Work instructions:
Render the data below as a two-column CSV with the header columns "request" and "points", one row per request. Put each request's text and its answer in a single quoted field, with line breaks replaced by spaces.

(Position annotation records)
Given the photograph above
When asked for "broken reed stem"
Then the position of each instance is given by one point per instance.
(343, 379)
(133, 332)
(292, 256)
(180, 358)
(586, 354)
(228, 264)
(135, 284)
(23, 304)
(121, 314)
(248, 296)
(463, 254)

Complete answer:
request,points
"Given the photograph above When asked for ""broken reed stem"" Then the position of each instance is given by one point per instance.","(343, 379) (133, 332) (292, 256) (180, 358) (586, 354) (228, 264) (135, 284) (23, 304) (121, 314) (248, 296) (463, 254)"